## Enunciado A
Transcribe sin alteración alguna cada línea de los registros, desde el primero hasta el último.

╭─ Texto extraído

El arranque de la cinta no puede ser más extraño. Unos títulos de crédito muy primitivos exhiben a una serie de reos caminando por los pasillos de la cárcel marcados con un número que representa los años que deben permanecer encerrados para expiar su culpa. Acto seguido la cámara se situará en el viaje en tren que encamina al joven delincuente Tom Connors (Spencer Tracy) hacia la penitenciaria de Sing Sing, una de las más duras del país. En su camino le acompaña su abogado, el sibilino y felón Joe Finn (Louis Calhern), un personaje que desde su misma presentación se anuncia como un peligro para la estabilidad de su defendido Connors. Estas primeras secuencias, filmadas con una aparente sencillez, informarán al espectador del perfil exhibicionista y bravucón de Connors, cuyo temperamento será apaciguado por los comentarios de los policías acerca de la caída en el olvido que seguramente tendrá lugar cuando el delincuente atrapado se convierta simplemente en un número impersonal de Sing Sing.
Curtiz, ofrecerá pequeños rasgos sociales manifestando la adoración que la figura del gánster inspiraba en la muchedumbre, señalando la llegada de Connors a prisión como un acontecimiento social más que como una pena. A continuación, en una magnífica escena, el autor de El halcón del mar presentará con un par de pinceladas la rectitud y carácter insobornable del alcaide que dirige la prisión, el íntegro Warden, quien rechazará una propuesta de soborno de Finn con objeto de lograr un hipotético trato de favor para su representado Connors. Casi sin respiro, la cinta avanzará frenéticamente destapando el carácter perdonavidas del recién llegado que será apaciguado por las normas y severas medidas de disciplina que rigen los dogmas de la prisión. Poco a poco, Connors irá tomando conciencia de sus defectos gracias a las enseñanzas del alcaide Warden quien guiará los pasos de Connors con la intención de lograr rescatar a su predilecto de las pérfidas garras del hampa.

╰─
╭─ Registros disponibles

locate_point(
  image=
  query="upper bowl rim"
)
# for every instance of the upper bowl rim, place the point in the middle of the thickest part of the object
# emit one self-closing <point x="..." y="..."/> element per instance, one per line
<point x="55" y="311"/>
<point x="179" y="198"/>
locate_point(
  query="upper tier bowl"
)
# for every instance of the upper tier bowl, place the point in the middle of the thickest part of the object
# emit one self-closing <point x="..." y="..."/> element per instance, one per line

╰─

## Enunciado B
Prosigue el comentario sobre Tom Connors y su llegada a la prisión de Sing Sing a partir de su última oración.

## Respuesta A
locate_point(
  image=
  query="upper bowl rim"
)
# for every instance of the upper bowl rim, place the point in the middle of the thickest part of the object
# emit one self-closing <point x="..." y="..."/> element per instance, one per line
<point x="55" y="311"/>
<point x="179" y="198"/>
locate_point(
  query="upper tier bowl"
)
# for every instance of the upper tier bowl, place the point in the middle of the thickest part of the object
# emit one self-closing <point x="..." y="..."/> element per instance, one per line

## Respuesta B
En medio del drama carcelario, brotará un halo romántico con la visita de Fay Wilson (Bette Davis), la novia de Connors quien intentará emplear sus artes de mujer para intentar que el astuto Finn ayude a salir de la cárcel a su prometido. Y así, la cinta seguirá la odisea de Connors en sus diversos avatares en prisión, su superstición irracional que le acarreará abandonar un intento de fuga por llevarse a cabo en su día de mala suerte (el sábado) y su incipiente cariño hacia la rectitud y valores morales del alcaide Warren. Un afecto que será mutuo, lo cual incitará a Warren a dar un permiso de confianza a Connors para visitar a su querida Fay quien se debate entre la vida y la muerte tras sufrir un accidente de coche. Pero en el transcurso de su salida momentánea de prisión, Connors se verá envuelto en un caso de asesinato que le pondrá en la disyuntiva de tener que elegir entre la libertad o el cumplimiento de su palabra dada al alcaide y por tanto su más que seguro camino hacia la silla eléctrica.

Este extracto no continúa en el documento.